## AUFGABEN
- A) Beantworten Sie anhand des Lesetextes über Antikörper zur Migräneprophylaxe die folgenden Fragen:
(i) Wogegen richten sich die neuen Antikörper zur Migräneprophylaxe?
(ii) Bei welcher Form der Migräne zeigte sich die zu früh nachlassende Wirkung vor allem?
(iii) Zu wie vielen der zugelassenen Wirkstoffe konnten Hinweise betrachtet werden?
- B) Schreiben Sie aus dem Lesetext den Abschnitt wortgetreu ab, der mit den Worten „Kurz & fundiert“ beginnt und mit „Wirkstoffe betrachtet werden.“ endet.

## LESETEXT
=-=-=

Biologika: Zu früh nachlassende Wirkung vor allem bei chronischer Migräne möglich

Original Titel:
"Wearing-off" efficacy of CGRP monoclonal antibodies for migraine prevention: A meta-analysis of randomized controlled trials

Kurz & fundiert

  • Neue Migräneprophylaxen: Antikörper gegen CGRP oder den CGRP-Rezeptor
  • Lässt die Wirkung vor der nächsten Spritze nach?
  • Systematischer Review und Metaanalyse
  • 4 randomisiert-kontrollierte Studien, 2 409 Patienten
  • Wear-Off-Effekt vor allem bei chronischer Migräne
  • Daten nur zu einem Wirkstoff vorliegend, weitere Studien nötig

 

MedWiss – Im systematischen Review mit Metaanalyse ermittelten Wissenschaftler die Evidenz zu einem möglichen Wear-Off-Effekt bei den Antikörpern gegen Migräne. Über 4 Studien und 2 409 Patienten zeigten vor allem Personen mit chronischer Migräne eine zu früh nachlassende Wirkung der Biologika, die im Behandlungsalltag eine Anpassung des Therapieturnus nötig machen könnte. Allerdings bemängeln die Autoren die Datenlage: Es konnten nur Hinweise zu einem der vier zugelassenen Wirkstoffe betrachtet werden.

=-=-=

## AUSZÜGE DER EINTRÄGE
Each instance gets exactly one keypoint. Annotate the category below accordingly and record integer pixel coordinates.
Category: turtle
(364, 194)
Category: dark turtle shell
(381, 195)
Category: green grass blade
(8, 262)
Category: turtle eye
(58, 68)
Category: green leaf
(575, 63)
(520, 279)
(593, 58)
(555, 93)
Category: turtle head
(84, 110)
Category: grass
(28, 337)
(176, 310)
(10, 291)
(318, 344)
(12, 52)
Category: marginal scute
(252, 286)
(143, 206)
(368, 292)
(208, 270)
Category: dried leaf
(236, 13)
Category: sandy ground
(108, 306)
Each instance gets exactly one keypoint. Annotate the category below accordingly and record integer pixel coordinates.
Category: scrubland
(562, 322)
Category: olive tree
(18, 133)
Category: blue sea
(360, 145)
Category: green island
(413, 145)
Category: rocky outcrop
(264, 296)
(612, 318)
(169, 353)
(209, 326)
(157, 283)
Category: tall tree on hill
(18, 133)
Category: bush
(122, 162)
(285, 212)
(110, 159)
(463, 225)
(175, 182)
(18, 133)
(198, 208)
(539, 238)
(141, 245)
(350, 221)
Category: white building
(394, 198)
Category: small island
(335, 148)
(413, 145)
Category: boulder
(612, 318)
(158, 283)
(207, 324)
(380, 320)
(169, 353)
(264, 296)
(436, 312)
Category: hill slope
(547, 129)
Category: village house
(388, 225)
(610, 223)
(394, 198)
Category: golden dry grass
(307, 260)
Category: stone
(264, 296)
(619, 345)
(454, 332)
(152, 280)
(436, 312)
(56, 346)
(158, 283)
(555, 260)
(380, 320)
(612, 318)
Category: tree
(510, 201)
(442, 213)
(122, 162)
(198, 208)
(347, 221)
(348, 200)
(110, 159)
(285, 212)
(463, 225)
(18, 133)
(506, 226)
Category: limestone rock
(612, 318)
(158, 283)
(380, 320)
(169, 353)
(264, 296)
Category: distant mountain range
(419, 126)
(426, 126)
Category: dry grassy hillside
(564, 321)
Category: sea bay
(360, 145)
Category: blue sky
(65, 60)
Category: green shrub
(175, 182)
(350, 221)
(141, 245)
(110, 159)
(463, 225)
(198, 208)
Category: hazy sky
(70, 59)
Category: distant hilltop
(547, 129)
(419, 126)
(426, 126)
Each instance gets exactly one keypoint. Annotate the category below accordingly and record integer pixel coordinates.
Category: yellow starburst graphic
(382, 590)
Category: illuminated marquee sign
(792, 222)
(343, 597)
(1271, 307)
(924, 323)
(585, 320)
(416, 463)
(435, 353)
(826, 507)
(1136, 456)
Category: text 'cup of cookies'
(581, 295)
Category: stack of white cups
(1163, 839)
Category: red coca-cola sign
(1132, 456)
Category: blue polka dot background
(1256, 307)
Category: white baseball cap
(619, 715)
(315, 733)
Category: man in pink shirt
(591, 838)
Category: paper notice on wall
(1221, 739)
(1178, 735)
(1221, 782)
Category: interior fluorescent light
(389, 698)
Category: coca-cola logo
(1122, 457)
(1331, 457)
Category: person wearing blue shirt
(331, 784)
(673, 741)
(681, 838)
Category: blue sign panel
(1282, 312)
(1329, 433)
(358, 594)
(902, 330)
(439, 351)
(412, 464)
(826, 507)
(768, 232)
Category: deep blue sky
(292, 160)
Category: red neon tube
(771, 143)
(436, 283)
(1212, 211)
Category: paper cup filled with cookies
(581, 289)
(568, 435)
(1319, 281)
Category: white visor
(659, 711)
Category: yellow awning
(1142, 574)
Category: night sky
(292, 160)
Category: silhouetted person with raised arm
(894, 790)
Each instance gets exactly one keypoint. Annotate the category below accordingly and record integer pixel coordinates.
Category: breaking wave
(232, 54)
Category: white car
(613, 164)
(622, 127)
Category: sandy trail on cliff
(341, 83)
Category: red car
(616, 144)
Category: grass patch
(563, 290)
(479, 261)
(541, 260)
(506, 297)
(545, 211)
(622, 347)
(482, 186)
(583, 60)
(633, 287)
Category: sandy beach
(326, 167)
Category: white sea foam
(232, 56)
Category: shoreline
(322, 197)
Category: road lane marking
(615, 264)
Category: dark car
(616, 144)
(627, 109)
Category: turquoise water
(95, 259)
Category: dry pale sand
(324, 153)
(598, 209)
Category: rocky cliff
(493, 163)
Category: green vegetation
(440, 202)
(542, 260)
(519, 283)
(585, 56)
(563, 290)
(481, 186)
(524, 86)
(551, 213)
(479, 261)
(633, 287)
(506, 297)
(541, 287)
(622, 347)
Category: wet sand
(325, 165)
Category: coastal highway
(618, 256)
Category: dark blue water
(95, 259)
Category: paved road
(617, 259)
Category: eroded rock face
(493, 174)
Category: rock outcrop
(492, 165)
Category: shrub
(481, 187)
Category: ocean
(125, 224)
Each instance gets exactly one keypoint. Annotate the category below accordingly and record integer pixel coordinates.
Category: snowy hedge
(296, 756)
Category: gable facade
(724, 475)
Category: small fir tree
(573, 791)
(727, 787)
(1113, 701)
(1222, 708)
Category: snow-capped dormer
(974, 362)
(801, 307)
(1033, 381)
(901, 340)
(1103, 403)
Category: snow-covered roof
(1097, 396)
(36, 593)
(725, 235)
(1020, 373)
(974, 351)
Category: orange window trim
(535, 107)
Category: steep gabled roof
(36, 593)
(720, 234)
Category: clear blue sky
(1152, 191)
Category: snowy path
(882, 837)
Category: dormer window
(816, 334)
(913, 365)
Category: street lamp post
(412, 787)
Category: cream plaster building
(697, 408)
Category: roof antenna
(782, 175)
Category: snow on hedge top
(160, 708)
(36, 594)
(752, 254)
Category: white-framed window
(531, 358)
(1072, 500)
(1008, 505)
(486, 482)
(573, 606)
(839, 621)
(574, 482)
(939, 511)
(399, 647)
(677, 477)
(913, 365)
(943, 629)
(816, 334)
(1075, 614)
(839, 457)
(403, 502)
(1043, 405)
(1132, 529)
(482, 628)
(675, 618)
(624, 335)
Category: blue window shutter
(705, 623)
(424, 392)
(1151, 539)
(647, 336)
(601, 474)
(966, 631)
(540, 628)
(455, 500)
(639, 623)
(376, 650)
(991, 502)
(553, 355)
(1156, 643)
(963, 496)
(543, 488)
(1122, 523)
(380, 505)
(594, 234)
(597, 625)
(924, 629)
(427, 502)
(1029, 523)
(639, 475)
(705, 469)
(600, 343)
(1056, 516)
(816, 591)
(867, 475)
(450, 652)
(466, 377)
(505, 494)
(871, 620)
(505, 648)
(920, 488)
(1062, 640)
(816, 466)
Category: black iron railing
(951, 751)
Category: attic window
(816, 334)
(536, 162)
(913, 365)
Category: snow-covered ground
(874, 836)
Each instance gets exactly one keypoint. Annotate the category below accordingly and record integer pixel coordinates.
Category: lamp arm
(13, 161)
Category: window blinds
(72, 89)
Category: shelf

=-=-=

## LÖSUNGEN IM EINZELNEN
- A)
(i) Gegen CGRP oder den CGRP-Rezeptor.
(ii) Bei chronischer Migräne.
(iii) Zu einem der vier zugelassenen Wirkstoffe.

- B)
Kurz & fundiert

  • Neue Migräneprophylaxen: Antikörper gegen CGRP oder den CGRP-Rezeptor
  • Lässt die Wirkung vor der nächsten Spritze nach?
  • Systematischer Review und Metaanalyse
  • 4 randomisiert-kontrollierte Studien, 2 409 Patienten
  • Wear-Off-Effekt vor allem bei chronischer Migräne
  • Daten nur zu einem Wirkstoff vorliegend, weitere Studien nötig

 

MedWiss – Im systematischen Review mit Metaanalyse ermittelten Wissenschaftler die Evidenz zu einem möglichen Wear-Off-Effekt bei den Antikörpern gegen Migräne. Über 4 Studien und 2 409 Patienten zeigten vor allem Personen mit chronischer Migräne eine zu früh nachlassende Wirkung der Biologika, die im Behandlungsalltag eine Anpassung des Therapieturnus nötig machen könnte. Allerdings bemängeln die Autoren die Datenlage: Es konnten nur Hinweise zu einem der vier zugelassenen Wirkstoffe betrachtet werden.